Задание 1: Перескажите короче, в виде списка, абзац отрывка ниже, который начинается словами «На войне никаких политических взглядов нет». Сохраните его главные факты.
Задание 2:
Определите, согласуются ли с отрывком ниже утверждения (а), (б) и (в). На каждое ответьте «да» или «нет» и приведите решающие слова отрывка дословно.
(а) Говорящий долго обдумывал решение подписать контракт.
(б) По словам говорящего, в России нет системы реабилитации ветеранов.
(в) После отказа Ельцина от власти война закончилась.
Задание 3: Выпишите из отрывка ниже все темы разговоров, которые названы в предложении, начинающемся словами «Там разговоры были о том».
:: Приведенный отрывок
Если бы война началась в Красноярске, я бы поехал в Красноярск

– На вторую войну вы попросились сами. Это ваш выбор, вы захотели снова на войну?

– Во второй раз – это абсолютно посттравматический синдром, синдром комбатанта. В России нет и никогда не было системы реабилитации ветеранов, ты возвращаешься с войны и остаешься один на один со всем миром, этот мир не то что не понимаешь, а просто-напросто ненавидишь. Тело вернулось, а мозги, душа остались там. Таких, кто в первую войну отслужил срочную службу, а во вторую возвращался, были тысячи, туда толпами люди шли. Я, когда защитил диплом, пришел домой, включил телевизор, смотрю – началась вторая чеченская. Я ни секунды не думал, пошел в военкомат и тут же подписал контракт. Ехал я не в Чечню как таковую, ехал на войну. Если бы она началась в Красноярске, я бы поехал в Красноярск, если бы в Москве – в Москву, если бы она началась тогда на Донбассе, я бы сейчас как дебил с автоматом бегал бы на Донбассе, кричал бы про "русский мир", про "Новороссию". Но она началась тогда в Чечне, и я поехал в Чечню.

– На войне какие у вас были политические взгляды?

– На войне никаких политических взглядов нет и быть не может, об этом не говорили вообще. Ельцин, демократия, конституционный строй, суверенитет, единство, территориальная целостность – этого там не было абсолютно. Это все какой-то другой, параллельный мир – есть ли жизнь за пределами Солнечной системы. Там разговоры были о том, где переночевать, как землянку вырыть, как дров украсть у артиллеристов на ночь, чтобы костер развести, где жратвы добыть, кому какие сектора обстрелов нарезать. Ты сюда попал – все, твоя задача теперь сделать так, чтобы выжить в ближайшие 180 дней и уехать домой. Когда еще кого-то убивают из твоих, когда начинаются личностные отношения, ты уже воюешь только из-за ненависти, появляется желание мстить, остальное не волнует. На второй Чечне я помню один-единственный разговор, когда Ельцин сказал, что отказывается от власти, "я устал, я ухожу", – тогда был подъем, потому что все подумали, что теперь войне конец, и мы все поедем домой. Но это не случилось. Это на моей памяти единственный случай, когда говорили о политике.

Оппозиционщина из меня сейчас прет дальше некуда

– На войне с той стороны враг, с этой – свои. Войну ведет власть, которая тоже говорит: враг с той стороны. Власть ближе, чем оппозиционер, который говорит: остановите войну?
::::
:: Отобранные строки
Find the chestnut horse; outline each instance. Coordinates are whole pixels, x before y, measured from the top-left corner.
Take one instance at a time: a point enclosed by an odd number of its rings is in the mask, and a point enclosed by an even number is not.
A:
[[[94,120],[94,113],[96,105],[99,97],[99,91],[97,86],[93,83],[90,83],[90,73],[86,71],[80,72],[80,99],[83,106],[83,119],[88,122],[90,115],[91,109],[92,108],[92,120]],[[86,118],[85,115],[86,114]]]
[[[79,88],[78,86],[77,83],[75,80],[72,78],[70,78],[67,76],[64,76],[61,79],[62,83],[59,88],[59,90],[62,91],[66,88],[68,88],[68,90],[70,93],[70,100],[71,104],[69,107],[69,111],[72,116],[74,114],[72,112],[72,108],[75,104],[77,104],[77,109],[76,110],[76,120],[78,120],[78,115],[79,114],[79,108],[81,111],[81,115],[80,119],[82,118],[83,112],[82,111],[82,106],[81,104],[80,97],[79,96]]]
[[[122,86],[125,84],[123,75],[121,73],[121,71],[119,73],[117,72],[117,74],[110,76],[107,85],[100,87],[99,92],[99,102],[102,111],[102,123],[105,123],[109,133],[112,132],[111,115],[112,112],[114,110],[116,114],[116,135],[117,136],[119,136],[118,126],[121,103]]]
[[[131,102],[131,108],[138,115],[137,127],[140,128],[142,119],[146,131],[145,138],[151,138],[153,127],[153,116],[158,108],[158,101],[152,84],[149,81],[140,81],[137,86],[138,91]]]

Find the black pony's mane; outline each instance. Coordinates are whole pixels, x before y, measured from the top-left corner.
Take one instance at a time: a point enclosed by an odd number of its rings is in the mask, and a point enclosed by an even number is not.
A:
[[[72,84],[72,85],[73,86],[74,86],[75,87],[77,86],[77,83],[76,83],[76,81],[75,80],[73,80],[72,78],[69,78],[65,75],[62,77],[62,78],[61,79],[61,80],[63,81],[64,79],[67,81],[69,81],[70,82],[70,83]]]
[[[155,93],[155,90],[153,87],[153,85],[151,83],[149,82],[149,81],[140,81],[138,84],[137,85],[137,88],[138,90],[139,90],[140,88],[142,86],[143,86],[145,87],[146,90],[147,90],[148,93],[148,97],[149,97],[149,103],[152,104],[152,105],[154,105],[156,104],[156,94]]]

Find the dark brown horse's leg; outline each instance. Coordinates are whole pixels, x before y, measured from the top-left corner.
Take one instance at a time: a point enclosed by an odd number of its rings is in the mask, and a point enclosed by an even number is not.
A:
::::
Ответ 1:
- На войне о политике не говорили: Ельцин, демократия, суверенитет, территориальная целостность казались другим, параллельным миром.
- Говорили о быте: где переночевать, как вырыть землянку, как украсть дров у артиллеристов, где добыть еду, кому какие сектора обстрела нарезать.
- Главная задача — выжить ближайшие 180 дней и уехать домой.
- Когда убивают своих, воюют уже из ненависти и желания мстить.
- Единственный разговор о политике на второй Чечне был, когда Ельцин отказался от власти: все обрадовались, решив, что войне конец, но этого не случилось.

Ответ 2:
(а) Нет: «Я ни секунды не думал, пошел в военкомат и тут же подписал контракт».
(б) Да: «В России нет и никогда не было системы реабилитации ветеранов».
(в) Нет: «все подумали, что теперь войне конец, и мы все поедем домой. Но это не случилось».

Ответ 3:
- где переночевать
- как землянку вырыть
- как дров украсть у артиллеристов на ночь, чтобы костер развести
- где жратвы добыть
- кому какие сектора обстрелов нарезать